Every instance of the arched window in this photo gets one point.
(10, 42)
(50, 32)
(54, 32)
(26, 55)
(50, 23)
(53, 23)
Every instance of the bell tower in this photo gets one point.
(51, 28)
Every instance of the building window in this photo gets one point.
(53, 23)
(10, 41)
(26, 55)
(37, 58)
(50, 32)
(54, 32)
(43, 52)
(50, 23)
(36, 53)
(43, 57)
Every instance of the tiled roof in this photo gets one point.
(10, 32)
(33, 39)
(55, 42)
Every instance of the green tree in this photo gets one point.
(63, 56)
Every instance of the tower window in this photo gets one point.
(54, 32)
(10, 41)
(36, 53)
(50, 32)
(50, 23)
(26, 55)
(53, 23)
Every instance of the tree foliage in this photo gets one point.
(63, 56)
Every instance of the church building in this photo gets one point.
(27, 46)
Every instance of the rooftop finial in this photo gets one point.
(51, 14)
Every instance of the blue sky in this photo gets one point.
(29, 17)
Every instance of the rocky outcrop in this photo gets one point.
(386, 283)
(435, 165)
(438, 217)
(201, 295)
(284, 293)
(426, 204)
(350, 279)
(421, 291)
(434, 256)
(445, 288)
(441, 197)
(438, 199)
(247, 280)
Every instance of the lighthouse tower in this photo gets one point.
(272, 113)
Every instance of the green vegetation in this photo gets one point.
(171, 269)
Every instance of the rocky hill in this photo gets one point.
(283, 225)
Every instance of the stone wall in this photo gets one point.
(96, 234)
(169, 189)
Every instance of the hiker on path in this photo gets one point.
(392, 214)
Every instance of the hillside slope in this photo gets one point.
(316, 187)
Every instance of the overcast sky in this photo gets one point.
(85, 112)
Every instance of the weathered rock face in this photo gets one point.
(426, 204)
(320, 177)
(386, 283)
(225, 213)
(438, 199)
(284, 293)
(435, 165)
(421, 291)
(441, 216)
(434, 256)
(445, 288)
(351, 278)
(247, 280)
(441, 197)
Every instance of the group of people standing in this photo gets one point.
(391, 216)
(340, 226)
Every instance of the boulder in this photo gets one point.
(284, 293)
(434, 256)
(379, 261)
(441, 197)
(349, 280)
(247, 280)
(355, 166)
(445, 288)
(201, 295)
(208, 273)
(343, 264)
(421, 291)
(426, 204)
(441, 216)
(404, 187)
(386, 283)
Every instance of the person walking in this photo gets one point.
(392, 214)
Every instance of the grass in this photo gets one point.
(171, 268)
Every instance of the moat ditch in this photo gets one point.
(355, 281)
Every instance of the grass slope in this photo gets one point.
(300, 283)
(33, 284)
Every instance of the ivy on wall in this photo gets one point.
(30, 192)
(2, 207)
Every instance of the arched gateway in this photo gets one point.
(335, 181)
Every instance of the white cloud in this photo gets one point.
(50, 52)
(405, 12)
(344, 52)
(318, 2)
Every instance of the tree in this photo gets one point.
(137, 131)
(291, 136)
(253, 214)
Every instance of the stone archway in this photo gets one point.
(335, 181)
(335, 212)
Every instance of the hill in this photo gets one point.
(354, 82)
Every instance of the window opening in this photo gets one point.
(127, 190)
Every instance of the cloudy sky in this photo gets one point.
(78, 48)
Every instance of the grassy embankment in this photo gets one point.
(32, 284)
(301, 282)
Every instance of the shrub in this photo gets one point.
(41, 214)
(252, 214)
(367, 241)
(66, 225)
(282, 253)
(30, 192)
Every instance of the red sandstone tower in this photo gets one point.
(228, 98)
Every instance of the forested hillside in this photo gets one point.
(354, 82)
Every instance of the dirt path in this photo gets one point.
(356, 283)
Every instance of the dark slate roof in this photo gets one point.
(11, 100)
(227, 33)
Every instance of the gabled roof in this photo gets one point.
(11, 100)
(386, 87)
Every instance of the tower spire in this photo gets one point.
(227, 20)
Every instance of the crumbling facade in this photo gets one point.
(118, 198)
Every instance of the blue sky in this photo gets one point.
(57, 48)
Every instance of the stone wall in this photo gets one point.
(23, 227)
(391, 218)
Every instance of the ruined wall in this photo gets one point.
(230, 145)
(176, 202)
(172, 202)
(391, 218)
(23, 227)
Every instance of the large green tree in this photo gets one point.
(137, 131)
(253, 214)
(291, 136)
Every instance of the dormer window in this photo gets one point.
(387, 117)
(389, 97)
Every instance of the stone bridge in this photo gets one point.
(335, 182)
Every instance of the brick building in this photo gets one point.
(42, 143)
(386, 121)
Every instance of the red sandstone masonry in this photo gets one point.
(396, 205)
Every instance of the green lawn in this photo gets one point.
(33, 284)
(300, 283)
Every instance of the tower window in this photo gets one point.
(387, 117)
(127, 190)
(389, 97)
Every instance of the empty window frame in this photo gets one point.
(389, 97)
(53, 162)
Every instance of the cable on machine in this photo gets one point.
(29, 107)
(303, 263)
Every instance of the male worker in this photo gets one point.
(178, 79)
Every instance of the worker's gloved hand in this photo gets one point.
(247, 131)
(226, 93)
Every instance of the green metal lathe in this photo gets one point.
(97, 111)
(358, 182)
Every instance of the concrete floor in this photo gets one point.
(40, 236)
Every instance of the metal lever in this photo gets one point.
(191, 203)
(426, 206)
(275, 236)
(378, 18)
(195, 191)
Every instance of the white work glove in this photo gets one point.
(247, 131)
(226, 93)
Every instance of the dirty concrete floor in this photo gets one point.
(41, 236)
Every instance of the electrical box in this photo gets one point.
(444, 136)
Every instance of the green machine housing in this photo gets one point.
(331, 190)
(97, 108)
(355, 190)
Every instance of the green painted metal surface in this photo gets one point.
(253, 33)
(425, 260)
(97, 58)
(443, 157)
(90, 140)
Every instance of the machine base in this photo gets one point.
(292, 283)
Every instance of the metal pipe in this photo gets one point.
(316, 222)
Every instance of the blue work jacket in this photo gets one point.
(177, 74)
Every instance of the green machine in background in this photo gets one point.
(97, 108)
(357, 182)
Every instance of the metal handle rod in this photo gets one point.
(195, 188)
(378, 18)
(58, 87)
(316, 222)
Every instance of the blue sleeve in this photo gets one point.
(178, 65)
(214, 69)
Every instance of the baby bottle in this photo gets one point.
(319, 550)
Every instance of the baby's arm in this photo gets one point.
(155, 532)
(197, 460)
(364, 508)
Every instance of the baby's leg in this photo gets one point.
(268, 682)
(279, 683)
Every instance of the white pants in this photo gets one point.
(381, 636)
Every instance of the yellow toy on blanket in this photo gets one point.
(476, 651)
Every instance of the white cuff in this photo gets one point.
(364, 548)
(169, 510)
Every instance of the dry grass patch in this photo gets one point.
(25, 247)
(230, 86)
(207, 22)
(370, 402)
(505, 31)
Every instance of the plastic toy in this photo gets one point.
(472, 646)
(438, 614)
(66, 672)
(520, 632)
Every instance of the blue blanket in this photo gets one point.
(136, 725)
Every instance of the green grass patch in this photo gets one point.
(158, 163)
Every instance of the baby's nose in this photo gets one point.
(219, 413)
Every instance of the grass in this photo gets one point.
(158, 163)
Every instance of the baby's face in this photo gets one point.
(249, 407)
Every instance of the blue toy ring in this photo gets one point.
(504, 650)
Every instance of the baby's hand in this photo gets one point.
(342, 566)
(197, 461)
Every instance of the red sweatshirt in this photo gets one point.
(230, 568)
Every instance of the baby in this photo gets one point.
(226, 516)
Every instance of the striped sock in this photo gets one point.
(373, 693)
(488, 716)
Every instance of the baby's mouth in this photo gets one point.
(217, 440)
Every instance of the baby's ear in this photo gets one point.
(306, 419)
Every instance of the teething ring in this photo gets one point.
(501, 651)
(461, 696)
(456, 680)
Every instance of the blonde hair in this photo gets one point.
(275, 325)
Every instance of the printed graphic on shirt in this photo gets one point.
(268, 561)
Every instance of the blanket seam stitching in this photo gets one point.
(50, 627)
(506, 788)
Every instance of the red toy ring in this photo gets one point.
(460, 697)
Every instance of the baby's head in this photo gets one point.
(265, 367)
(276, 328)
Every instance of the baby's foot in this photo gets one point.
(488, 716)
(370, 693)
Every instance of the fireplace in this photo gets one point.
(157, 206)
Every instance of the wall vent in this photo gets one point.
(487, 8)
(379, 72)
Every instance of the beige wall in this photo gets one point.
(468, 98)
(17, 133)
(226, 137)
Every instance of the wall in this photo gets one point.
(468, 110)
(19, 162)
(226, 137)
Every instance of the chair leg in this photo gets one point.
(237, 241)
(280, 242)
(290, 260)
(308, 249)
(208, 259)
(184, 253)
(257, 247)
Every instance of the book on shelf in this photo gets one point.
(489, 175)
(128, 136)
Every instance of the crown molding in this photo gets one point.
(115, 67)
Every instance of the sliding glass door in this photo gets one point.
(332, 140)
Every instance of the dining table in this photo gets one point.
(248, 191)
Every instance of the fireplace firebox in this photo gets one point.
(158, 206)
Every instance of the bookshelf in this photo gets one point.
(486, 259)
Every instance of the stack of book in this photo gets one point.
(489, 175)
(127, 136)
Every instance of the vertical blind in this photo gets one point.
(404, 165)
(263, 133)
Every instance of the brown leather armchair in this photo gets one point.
————
REQUIREMENTS | Your answer should consist only of the lines from the one with "Every instance of the beige" through the end of the data above, reproduced exactly.

FINISHED TASK |
Every instance of the beige wall in this photo gets one point.
(468, 98)
(17, 133)
(226, 137)
Every instance of the wall in this photo gets one point.
(468, 110)
(19, 162)
(226, 137)
Every instance of the chair leg in this photo gets one point.
(237, 241)
(280, 242)
(290, 260)
(308, 249)
(208, 259)
(184, 253)
(257, 247)
Every instance of the book on shelf in this photo gets one point.
(489, 175)
(128, 136)
Every instance of the crown molding in this photo gets one point.
(115, 67)
Every instance of the sliding glass door in this photo gets one point.
(332, 140)
Every instance of the dining table in this photo gets one point.
(248, 191)
Every instance of the fireplace firebox in this photo gets one point.
(158, 206)
Every instance of the bookshelf in this photo gets one point.
(486, 259)
Every instance of the stack of book in this photo gets one point.
(489, 175)
(127, 136)
Every instance of the vertical blind in this photo gets one point.
(404, 165)
(263, 133)
Every instance of the brown leather armchair in this photo gets one point.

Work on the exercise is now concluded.